» TASK TO COMPLETE
Your answer is a copy of every line in the records where "stone" appears.

» TASK INPUT

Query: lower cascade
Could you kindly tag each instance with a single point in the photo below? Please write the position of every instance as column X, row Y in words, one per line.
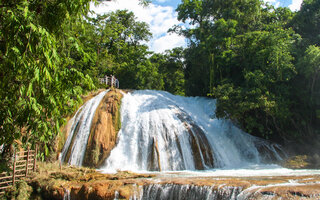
column 163, row 132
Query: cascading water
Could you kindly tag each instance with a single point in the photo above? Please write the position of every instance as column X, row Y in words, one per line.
column 75, row 146
column 164, row 132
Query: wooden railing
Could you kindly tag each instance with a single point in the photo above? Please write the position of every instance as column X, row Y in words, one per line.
column 110, row 80
column 23, row 162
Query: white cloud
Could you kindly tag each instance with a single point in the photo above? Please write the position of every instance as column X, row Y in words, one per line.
column 159, row 18
column 168, row 41
column 275, row 3
column 162, row 1
column 295, row 5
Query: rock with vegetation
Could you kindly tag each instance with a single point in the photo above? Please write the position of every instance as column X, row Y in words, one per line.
column 104, row 129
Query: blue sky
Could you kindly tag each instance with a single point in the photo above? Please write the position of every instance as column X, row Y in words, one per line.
column 174, row 3
column 161, row 15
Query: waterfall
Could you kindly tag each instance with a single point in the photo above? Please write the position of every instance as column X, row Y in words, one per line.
column 75, row 145
column 164, row 132
column 192, row 192
column 66, row 195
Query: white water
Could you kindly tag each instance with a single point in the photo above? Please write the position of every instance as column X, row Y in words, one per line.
column 81, row 130
column 159, row 125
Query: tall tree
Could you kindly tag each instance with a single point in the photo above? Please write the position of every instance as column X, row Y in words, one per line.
column 38, row 86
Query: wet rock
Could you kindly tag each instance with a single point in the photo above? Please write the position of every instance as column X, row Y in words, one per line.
column 104, row 129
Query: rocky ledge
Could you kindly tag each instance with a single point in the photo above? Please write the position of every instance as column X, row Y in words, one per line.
column 84, row 183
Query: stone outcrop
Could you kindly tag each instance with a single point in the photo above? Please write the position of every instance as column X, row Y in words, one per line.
column 83, row 184
column 104, row 129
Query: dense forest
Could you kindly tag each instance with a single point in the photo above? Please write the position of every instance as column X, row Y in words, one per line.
column 261, row 63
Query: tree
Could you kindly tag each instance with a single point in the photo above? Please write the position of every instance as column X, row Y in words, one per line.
column 38, row 84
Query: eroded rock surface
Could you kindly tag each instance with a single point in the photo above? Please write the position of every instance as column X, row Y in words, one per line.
column 104, row 128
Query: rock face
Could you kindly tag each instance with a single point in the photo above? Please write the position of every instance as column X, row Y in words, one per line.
column 83, row 183
column 104, row 128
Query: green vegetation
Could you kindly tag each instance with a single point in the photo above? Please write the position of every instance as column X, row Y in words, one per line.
column 261, row 63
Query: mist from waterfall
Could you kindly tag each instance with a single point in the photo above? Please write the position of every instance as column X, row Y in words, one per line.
column 164, row 132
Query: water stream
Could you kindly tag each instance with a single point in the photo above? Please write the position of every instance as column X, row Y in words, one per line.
column 179, row 138
column 164, row 132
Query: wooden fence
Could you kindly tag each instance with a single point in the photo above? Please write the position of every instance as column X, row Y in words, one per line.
column 110, row 80
column 23, row 162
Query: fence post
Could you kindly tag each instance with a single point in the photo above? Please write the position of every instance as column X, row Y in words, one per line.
column 14, row 167
column 111, row 80
column 27, row 162
column 35, row 158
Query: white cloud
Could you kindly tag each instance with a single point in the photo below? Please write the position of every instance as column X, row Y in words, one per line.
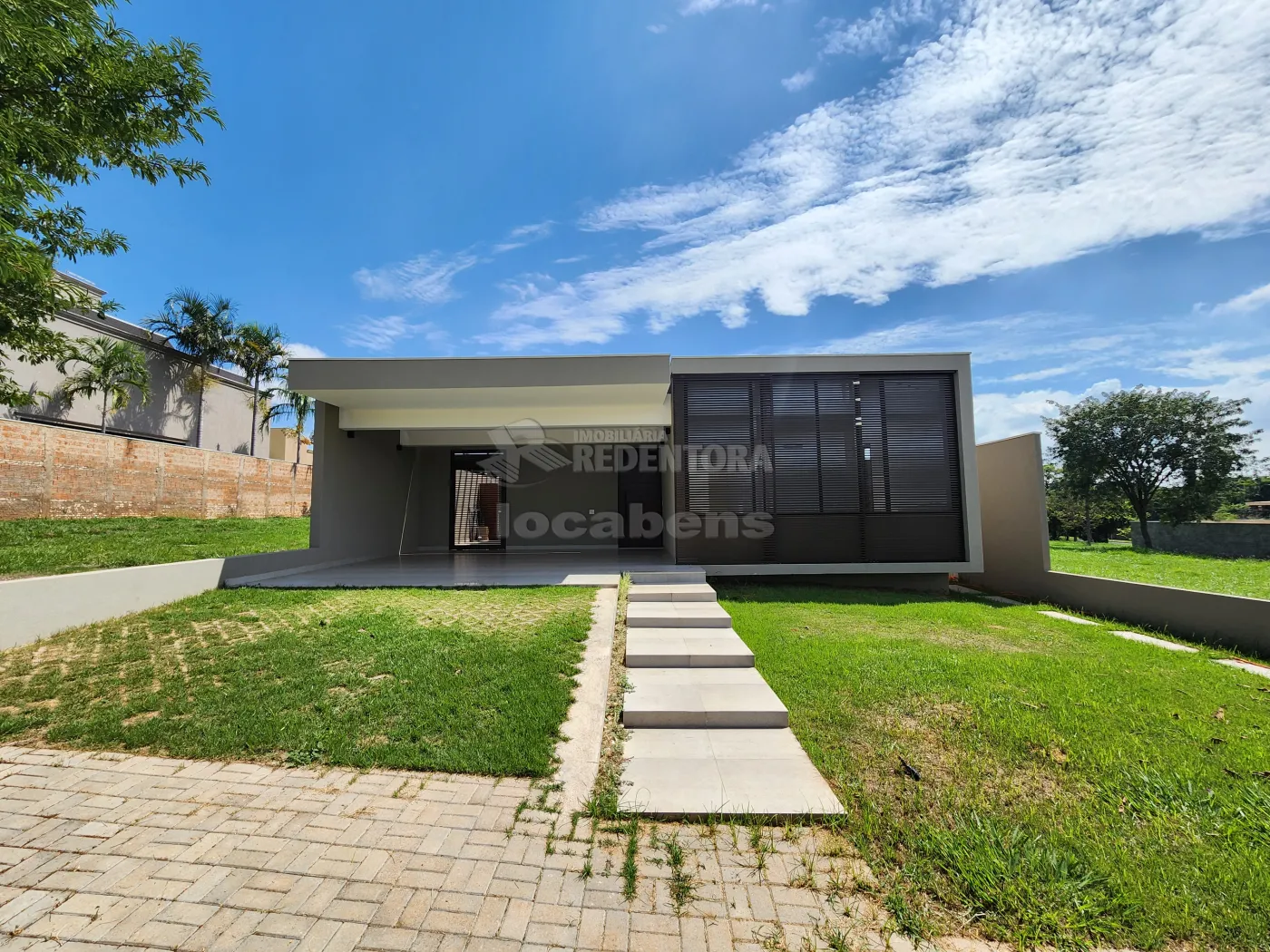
column 694, row 6
column 799, row 80
column 381, row 334
column 1026, row 133
column 876, row 34
column 425, row 278
column 304, row 351
column 1001, row 415
column 1251, row 301
column 524, row 235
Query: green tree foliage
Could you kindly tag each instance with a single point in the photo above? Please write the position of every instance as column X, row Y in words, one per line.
column 78, row 94
column 1168, row 452
column 202, row 327
column 1076, row 510
column 110, row 367
column 262, row 355
column 289, row 403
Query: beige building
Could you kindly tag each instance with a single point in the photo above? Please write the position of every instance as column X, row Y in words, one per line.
column 169, row 416
column 282, row 446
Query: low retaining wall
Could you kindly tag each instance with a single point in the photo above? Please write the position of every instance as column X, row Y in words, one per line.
column 1242, row 539
column 56, row 472
column 1016, row 561
column 34, row 608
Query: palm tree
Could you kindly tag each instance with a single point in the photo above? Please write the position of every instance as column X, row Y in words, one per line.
column 111, row 368
column 203, row 329
column 288, row 403
column 262, row 353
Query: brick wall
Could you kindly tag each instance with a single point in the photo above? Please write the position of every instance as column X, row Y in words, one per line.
column 50, row 471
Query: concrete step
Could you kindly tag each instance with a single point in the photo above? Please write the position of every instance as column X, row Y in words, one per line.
column 682, row 574
column 689, row 773
column 676, row 615
column 701, row 697
column 686, row 647
column 673, row 592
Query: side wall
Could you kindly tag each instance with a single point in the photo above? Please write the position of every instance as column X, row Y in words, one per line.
column 1016, row 561
column 171, row 410
column 361, row 491
column 57, row 472
column 1241, row 539
column 561, row 491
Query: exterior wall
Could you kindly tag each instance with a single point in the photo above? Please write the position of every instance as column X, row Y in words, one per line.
column 171, row 412
column 362, row 486
column 559, row 491
column 1016, row 561
column 1245, row 539
column 282, row 446
column 57, row 472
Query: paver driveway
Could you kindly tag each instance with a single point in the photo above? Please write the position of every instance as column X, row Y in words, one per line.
column 117, row 850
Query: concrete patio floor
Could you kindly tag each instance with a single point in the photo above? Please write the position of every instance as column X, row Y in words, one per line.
column 602, row 567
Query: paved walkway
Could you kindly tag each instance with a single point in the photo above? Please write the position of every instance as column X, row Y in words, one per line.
column 705, row 733
column 108, row 850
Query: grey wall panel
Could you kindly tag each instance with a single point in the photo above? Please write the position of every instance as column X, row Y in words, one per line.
column 361, row 488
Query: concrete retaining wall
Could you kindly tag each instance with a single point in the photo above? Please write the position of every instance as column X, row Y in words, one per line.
column 1016, row 561
column 34, row 608
column 1227, row 539
column 57, row 472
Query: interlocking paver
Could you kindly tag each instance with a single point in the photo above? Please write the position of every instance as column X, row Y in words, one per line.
column 137, row 852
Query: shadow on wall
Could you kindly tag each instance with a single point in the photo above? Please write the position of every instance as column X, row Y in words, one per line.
column 1016, row 561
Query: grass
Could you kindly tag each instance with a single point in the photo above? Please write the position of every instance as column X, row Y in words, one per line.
column 60, row 546
column 1113, row 560
column 469, row 682
column 1076, row 789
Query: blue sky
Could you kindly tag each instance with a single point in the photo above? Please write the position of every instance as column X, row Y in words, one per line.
column 1075, row 192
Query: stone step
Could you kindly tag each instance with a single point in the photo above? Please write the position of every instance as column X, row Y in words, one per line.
column 683, row 574
column 692, row 773
column 676, row 615
column 686, row 647
column 701, row 697
column 673, row 592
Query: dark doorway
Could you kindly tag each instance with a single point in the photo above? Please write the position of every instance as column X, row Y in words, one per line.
column 639, row 500
column 476, row 501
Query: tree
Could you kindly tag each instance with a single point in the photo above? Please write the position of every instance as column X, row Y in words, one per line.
column 262, row 353
column 1155, row 446
column 78, row 94
column 111, row 368
column 289, row 403
column 203, row 329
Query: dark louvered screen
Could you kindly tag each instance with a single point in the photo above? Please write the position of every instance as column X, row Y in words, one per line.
column 851, row 467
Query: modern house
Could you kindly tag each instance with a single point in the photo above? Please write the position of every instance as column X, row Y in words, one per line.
column 835, row 465
column 167, row 418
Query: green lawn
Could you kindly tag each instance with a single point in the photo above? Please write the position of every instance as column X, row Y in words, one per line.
column 1111, row 560
column 1075, row 787
column 467, row 681
column 59, row 546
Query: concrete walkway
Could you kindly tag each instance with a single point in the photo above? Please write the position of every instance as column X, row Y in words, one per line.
column 707, row 733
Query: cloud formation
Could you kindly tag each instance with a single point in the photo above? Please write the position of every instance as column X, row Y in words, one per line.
column 383, row 334
column 799, row 80
column 1024, row 135
column 1244, row 304
column 427, row 278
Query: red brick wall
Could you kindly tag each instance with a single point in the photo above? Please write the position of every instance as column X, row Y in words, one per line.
column 50, row 471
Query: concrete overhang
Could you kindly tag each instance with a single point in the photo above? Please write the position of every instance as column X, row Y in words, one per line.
column 480, row 393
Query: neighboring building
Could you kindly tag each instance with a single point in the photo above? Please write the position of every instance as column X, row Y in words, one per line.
column 745, row 465
column 282, row 446
column 168, row 416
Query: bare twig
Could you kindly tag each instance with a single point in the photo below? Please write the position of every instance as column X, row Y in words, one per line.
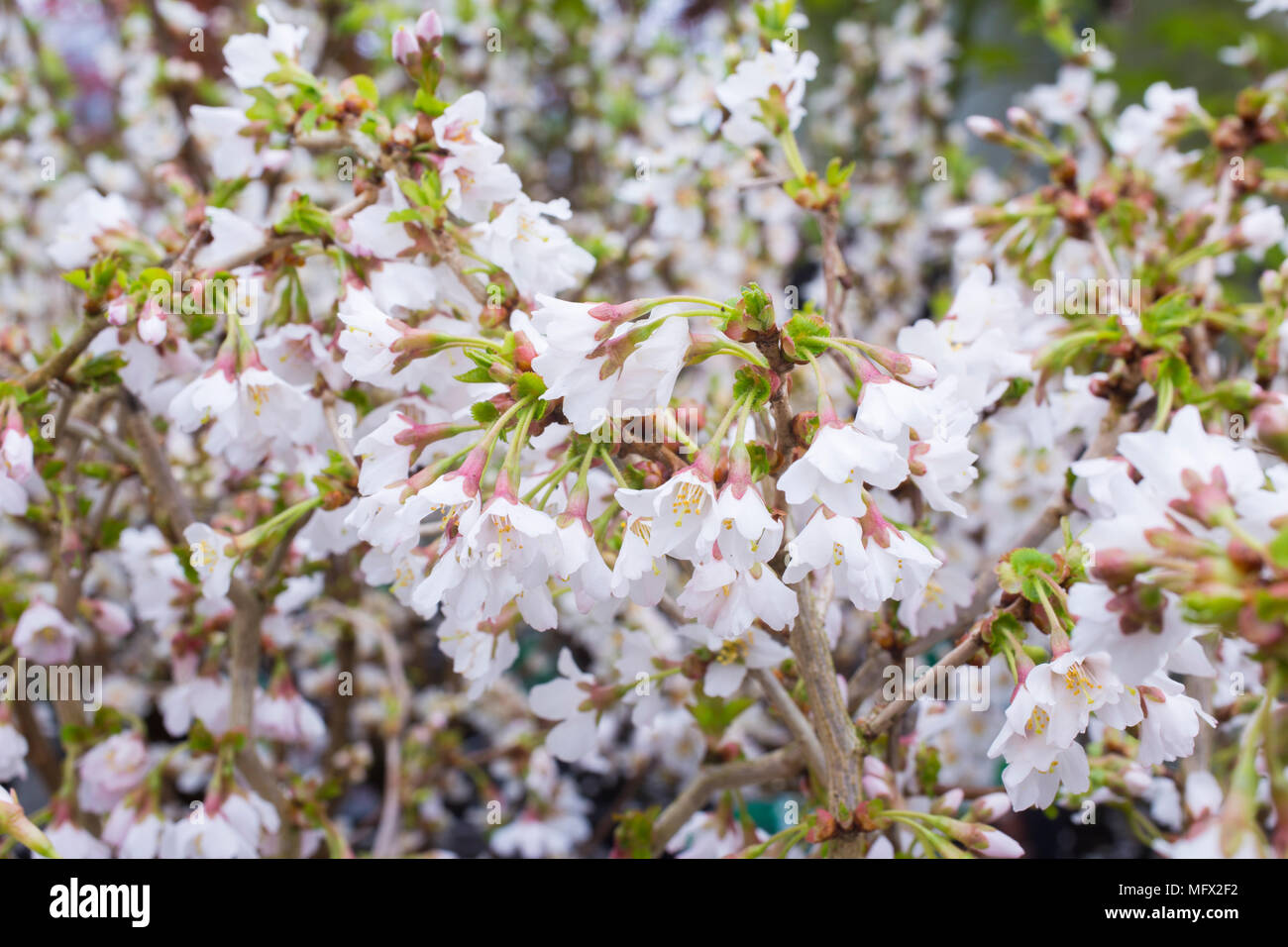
column 794, row 718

» TASK SOLUTION
Query: stone outcrop
Query: stone step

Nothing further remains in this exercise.